* **Passage shown**

With an extra $4 billion of the people’s money in its wallets, will the new foreign affairs and international trade and development department’s culture be up to the task?

CIDA has embraced results-based reporting and open data. Will the new department embrace this approach?

The challenge of integration is getting it done without handicapping operations or shortchanging policy development, always a problem with any kind of integration. You, as members, need to get from the department a timetable, with benchmarks, for reintegration and clear communication as to who, what, when, and, most importantly, why this is all going to take place.

The second basket is foreign policy. It’s one thing to say we’re going to align development to foreign policy interests, but in doing so, are you de facto reviewing your foreign policy? An example is the information technology shops in the merging of the DFAIT system. In the DFAIT system, Africa missions are put at the bottom of the priority list in terms of upgrades and modernizations. For CIDA, the place is at the top, and appropriately so. So how do you fix that?

* **Information provided**
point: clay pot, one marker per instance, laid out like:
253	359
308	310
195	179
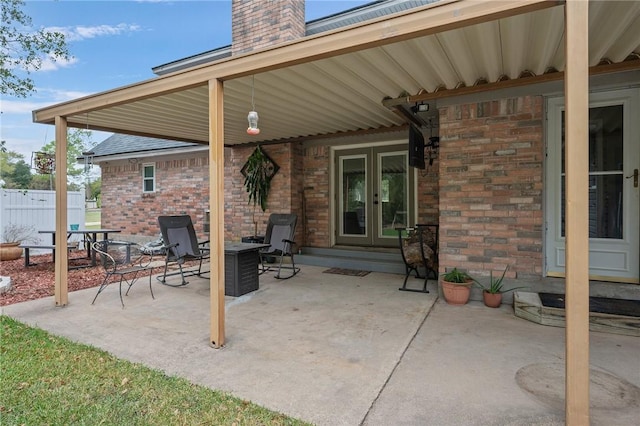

* **Instructions**
1 – Answer each question from the passage on the new foreign affairs, trade and development department, marking your answers (a), (b) and (c).
(a) How much extra money will the new department have?
(b) What two things has CIDA embraced?
(c) Where on the priority list for upgrades and modernizations does the DFAIT system place Africa missions?
2 – According to the passage on the new foreign affairs, trade and development department, members need clear communication from the department on several points. Name every one of them.
3 – Carry on the passage about merging CIDA into the new foreign affairs, trade and development department, starting after its last sentence.

* **Outputs**
1 –
(a) An extra $4 billion.
(b) Results-based reporting and open data.
(c) At the bottom.

2 – Who, what, when, and why.

3 –
At the level of foreign policy, will integrating CIDA transform Canada’s foreign policy priorities geographically? Will Africa, for example, be at the centre of Canada’s next generation of global relationships? How, for example, do we now deal with China? China ceases to receive Canadian development, becoming a player itself. How are we going to work with China, having helped it to achieve a certain degree of development?

On the trade front, how will the new department handle private sector and capital flows? Will integration allow trade deals that enable people to earn more money and create new jobs by exporting to Canada?

Canada is an exporting nation, so three vital policies are necessary: trade promotion, trade policy aimed at trade liberalization, and trade negotiation.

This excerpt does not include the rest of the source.